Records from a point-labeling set
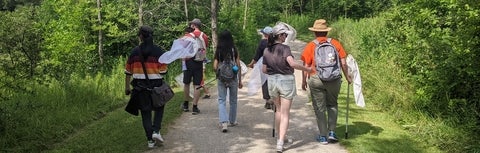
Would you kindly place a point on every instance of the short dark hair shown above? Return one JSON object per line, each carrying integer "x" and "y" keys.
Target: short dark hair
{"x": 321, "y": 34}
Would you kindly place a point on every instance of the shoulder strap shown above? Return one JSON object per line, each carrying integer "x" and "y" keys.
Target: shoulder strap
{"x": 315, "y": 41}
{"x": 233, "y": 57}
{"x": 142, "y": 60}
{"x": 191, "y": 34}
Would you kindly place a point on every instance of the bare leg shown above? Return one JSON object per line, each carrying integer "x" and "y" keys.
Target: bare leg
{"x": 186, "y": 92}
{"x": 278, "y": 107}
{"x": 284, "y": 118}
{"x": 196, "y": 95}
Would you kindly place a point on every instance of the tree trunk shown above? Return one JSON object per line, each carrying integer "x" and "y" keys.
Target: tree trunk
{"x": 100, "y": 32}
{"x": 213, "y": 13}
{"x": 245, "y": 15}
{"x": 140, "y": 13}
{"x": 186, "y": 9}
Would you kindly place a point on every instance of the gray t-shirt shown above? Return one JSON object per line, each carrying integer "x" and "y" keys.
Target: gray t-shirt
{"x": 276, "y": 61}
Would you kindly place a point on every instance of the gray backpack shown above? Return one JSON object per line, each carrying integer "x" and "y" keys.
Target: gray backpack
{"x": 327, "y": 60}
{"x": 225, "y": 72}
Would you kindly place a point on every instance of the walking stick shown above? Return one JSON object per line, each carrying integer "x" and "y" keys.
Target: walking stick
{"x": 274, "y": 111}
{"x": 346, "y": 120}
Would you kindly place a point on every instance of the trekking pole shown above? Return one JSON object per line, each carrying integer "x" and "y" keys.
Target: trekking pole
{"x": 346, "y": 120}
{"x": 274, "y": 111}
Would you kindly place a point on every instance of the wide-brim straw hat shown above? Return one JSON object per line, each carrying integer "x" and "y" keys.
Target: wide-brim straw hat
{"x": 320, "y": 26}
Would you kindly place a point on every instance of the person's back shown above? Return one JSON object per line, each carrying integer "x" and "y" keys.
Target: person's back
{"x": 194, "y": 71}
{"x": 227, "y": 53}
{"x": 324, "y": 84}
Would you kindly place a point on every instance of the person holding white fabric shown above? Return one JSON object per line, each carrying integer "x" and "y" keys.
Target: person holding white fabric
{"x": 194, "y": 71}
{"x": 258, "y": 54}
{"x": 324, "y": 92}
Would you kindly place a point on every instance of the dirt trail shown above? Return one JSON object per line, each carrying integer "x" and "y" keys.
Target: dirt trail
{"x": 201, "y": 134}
* * *
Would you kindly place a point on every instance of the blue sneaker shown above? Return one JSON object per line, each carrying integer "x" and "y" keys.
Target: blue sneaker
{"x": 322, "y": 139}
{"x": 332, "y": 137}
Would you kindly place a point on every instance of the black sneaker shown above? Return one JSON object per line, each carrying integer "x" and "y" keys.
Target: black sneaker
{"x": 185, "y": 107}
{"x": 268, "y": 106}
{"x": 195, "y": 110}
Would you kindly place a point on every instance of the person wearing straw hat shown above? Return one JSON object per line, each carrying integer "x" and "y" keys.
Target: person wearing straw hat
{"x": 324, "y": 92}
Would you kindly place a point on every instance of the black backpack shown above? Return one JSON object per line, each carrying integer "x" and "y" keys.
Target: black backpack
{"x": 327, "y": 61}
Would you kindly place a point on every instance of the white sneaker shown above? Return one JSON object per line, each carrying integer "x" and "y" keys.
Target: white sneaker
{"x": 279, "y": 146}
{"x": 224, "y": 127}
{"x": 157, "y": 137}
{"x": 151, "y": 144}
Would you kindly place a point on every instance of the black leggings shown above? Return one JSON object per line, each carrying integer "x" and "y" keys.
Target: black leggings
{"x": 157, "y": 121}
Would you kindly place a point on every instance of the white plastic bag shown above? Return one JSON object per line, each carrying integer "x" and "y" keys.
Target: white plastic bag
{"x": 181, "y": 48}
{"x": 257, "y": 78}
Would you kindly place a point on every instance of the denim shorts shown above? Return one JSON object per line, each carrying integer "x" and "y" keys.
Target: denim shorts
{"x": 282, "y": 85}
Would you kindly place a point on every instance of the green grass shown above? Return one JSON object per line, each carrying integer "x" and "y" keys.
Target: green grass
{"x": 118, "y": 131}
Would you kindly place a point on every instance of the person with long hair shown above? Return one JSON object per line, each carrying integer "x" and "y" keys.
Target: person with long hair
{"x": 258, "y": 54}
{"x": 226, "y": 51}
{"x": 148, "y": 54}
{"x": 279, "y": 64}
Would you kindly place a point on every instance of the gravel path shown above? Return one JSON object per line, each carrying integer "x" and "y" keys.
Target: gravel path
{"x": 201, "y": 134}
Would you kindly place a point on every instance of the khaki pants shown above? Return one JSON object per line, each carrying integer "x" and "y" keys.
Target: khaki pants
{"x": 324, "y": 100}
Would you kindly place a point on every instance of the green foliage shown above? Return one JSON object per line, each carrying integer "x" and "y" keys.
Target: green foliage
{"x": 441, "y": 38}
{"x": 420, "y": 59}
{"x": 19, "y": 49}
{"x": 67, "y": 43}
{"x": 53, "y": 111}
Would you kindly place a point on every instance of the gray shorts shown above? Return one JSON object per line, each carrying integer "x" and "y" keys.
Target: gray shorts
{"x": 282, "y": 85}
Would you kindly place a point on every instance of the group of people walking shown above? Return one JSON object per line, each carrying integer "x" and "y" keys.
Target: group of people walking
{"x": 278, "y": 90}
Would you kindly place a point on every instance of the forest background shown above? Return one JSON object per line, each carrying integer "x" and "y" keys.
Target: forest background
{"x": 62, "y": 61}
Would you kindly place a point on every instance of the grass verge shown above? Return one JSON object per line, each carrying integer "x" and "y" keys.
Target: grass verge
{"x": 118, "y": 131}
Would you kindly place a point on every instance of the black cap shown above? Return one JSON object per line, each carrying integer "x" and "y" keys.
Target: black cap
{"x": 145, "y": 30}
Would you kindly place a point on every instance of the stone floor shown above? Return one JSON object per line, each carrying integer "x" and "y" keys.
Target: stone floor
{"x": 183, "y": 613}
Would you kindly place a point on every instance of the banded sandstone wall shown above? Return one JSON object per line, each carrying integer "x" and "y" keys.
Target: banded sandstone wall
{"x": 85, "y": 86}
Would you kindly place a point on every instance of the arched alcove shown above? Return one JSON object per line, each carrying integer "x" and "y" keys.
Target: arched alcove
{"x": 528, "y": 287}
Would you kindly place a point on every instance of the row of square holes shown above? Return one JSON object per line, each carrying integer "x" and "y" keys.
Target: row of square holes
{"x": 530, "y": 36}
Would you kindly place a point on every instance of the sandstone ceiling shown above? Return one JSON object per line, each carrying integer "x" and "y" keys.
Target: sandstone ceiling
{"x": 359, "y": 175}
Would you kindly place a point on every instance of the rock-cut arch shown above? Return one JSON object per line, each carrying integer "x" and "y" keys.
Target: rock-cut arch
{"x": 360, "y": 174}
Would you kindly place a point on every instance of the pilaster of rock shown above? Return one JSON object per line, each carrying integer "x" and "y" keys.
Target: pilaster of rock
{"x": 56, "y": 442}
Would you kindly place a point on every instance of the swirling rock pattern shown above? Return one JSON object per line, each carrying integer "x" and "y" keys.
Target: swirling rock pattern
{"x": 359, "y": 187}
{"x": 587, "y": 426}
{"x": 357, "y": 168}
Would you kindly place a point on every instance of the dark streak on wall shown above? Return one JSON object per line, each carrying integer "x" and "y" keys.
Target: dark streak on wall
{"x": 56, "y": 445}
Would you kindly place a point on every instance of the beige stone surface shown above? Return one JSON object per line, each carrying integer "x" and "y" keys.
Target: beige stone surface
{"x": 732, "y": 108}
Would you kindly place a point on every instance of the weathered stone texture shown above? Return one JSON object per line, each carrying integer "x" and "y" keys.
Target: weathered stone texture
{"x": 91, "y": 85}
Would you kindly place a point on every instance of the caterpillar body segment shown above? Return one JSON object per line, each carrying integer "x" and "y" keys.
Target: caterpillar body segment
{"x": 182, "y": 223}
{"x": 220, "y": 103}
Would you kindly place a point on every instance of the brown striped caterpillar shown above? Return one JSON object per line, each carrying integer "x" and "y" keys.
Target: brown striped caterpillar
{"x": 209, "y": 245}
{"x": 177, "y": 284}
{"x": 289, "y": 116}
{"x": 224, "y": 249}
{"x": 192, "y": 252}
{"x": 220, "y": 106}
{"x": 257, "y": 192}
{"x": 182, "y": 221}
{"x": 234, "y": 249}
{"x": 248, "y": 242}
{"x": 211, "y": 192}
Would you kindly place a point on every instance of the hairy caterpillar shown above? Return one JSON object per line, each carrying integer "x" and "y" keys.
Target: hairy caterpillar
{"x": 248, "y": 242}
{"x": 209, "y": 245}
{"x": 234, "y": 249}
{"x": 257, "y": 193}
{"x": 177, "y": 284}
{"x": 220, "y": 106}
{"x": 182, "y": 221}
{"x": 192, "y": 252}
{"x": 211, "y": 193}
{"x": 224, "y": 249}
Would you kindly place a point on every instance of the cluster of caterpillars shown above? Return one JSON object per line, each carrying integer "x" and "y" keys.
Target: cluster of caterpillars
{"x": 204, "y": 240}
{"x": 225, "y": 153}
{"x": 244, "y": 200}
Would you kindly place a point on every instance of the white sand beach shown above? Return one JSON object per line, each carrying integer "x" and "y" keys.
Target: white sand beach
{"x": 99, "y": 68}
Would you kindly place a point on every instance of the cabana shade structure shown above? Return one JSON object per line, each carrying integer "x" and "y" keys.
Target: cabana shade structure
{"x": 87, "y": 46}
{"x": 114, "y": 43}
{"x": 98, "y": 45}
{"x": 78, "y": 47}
--
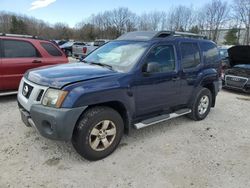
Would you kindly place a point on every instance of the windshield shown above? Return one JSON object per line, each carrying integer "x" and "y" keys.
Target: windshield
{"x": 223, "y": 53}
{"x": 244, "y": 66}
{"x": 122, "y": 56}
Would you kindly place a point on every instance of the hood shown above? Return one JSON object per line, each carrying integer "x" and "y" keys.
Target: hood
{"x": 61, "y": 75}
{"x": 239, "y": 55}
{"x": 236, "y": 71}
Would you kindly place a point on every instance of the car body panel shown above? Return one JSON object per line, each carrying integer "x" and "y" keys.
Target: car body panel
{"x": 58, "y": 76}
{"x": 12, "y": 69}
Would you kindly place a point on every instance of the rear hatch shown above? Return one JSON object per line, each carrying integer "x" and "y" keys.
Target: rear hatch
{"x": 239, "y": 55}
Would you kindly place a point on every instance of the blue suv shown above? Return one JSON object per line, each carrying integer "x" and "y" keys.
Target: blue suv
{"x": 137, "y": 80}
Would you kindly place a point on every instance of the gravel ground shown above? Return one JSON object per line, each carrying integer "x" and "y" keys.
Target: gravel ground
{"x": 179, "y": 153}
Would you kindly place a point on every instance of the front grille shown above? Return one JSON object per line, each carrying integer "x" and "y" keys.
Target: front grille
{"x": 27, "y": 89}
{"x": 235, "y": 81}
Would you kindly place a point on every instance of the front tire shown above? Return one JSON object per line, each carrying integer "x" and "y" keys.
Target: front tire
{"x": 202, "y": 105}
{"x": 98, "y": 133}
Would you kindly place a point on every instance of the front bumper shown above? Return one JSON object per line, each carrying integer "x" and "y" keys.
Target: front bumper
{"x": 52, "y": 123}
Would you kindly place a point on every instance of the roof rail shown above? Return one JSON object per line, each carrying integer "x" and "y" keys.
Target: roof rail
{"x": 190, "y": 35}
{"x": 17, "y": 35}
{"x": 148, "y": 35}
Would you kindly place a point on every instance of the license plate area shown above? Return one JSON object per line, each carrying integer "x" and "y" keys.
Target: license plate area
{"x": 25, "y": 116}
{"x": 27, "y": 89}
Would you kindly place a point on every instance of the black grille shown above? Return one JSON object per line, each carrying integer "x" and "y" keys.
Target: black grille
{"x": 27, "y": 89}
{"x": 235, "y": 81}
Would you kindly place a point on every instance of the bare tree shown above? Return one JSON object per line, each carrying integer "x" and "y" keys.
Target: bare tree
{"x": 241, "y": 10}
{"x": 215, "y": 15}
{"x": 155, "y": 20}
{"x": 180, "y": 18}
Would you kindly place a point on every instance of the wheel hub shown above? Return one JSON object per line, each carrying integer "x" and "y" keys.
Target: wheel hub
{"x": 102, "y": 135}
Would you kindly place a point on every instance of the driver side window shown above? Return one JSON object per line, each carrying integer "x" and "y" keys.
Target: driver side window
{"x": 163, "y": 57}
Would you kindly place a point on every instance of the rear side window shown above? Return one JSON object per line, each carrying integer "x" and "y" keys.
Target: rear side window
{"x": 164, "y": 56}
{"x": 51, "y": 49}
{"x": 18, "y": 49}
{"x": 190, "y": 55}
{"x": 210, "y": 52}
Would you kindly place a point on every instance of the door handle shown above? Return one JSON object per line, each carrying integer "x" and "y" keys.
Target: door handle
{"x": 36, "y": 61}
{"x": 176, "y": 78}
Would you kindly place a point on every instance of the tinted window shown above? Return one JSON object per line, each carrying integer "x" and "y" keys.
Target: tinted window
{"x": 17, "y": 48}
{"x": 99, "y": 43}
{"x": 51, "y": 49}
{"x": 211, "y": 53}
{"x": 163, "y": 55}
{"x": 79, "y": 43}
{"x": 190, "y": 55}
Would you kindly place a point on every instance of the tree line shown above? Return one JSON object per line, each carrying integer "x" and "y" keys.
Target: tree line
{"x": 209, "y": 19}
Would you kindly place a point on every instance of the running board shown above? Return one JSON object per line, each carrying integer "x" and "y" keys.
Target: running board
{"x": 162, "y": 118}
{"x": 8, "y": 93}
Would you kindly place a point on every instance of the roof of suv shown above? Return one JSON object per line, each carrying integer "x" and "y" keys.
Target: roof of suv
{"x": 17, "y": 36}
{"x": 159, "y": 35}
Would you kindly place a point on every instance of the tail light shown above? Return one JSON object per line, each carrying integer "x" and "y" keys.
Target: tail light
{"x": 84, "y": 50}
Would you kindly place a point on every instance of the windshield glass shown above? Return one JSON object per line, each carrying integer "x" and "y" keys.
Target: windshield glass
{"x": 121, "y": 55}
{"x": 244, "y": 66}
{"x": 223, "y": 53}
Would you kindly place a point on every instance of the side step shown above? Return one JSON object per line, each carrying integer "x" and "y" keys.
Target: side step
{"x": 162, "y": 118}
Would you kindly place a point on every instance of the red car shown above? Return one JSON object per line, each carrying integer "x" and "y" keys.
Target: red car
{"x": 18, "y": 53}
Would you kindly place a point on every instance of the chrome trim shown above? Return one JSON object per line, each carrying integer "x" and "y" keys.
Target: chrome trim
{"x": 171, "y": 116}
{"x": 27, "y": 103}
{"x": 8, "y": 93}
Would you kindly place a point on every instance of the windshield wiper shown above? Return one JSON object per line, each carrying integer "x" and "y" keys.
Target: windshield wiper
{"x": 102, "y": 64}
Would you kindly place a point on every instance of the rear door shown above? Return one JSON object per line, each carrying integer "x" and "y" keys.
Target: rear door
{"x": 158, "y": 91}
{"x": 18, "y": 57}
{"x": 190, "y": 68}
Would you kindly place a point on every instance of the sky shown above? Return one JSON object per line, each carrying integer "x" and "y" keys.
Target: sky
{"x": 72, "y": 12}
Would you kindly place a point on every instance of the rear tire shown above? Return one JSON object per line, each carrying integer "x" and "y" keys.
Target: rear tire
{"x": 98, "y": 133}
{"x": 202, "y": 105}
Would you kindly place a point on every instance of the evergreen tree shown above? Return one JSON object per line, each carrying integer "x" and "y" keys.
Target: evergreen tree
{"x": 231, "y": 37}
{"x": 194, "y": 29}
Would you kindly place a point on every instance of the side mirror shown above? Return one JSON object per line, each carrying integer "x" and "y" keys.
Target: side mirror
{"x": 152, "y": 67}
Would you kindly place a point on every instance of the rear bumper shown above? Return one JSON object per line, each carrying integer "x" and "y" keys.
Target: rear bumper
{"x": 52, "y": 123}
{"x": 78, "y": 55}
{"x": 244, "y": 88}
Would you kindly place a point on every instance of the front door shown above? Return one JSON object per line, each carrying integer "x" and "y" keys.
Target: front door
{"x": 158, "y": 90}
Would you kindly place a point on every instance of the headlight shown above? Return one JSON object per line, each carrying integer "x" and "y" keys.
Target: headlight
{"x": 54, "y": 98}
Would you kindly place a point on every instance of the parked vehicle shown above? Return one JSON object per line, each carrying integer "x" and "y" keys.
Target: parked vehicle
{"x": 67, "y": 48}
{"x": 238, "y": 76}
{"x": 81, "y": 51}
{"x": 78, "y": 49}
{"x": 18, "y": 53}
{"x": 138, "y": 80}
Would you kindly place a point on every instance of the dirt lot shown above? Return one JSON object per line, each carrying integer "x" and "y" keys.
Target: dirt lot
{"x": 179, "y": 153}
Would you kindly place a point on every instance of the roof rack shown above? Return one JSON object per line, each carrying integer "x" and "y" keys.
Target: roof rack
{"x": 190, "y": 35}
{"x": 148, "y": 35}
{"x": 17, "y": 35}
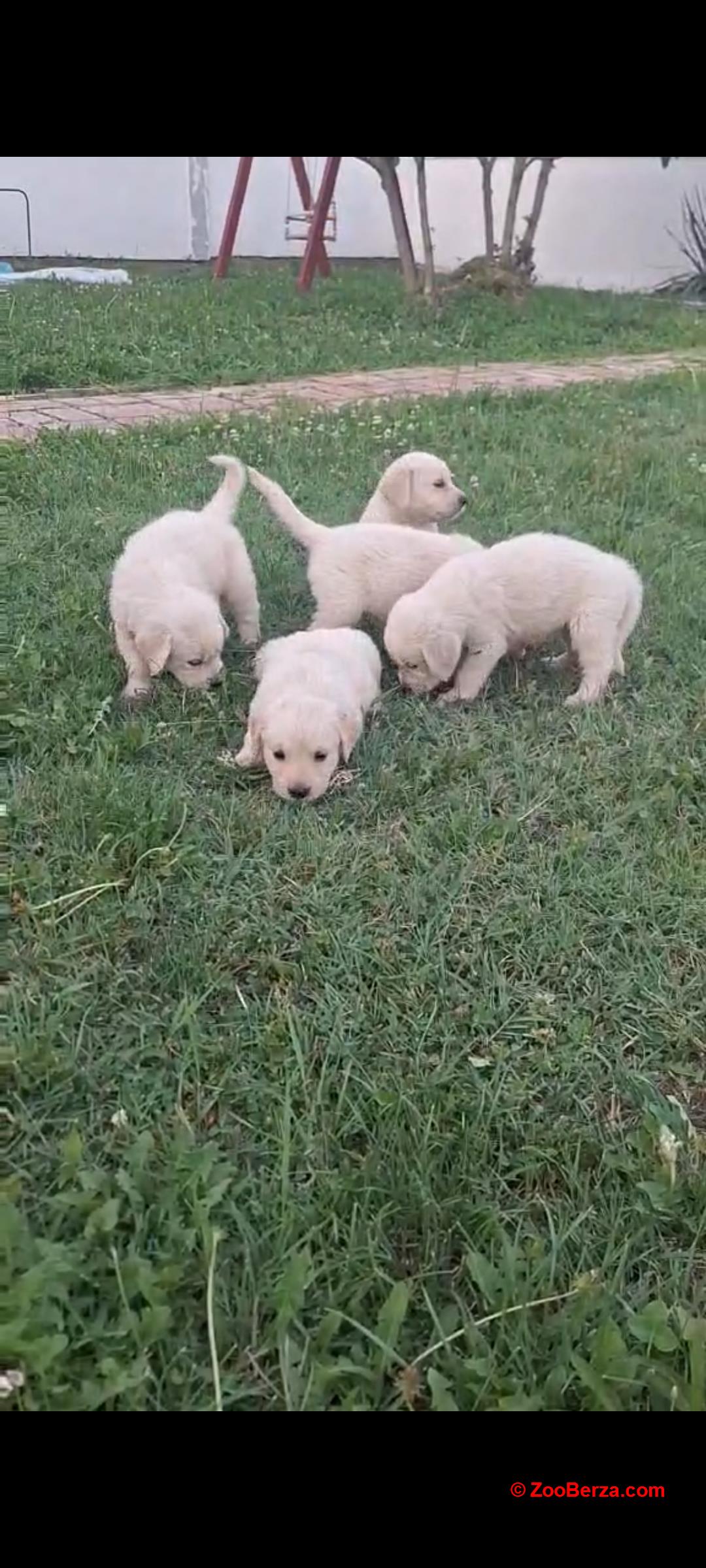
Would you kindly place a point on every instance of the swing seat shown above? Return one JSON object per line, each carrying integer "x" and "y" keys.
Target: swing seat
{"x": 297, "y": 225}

**What is expected**
Report how many lines of the entries above contain the word "foliage". Give only the number.

**Result**
2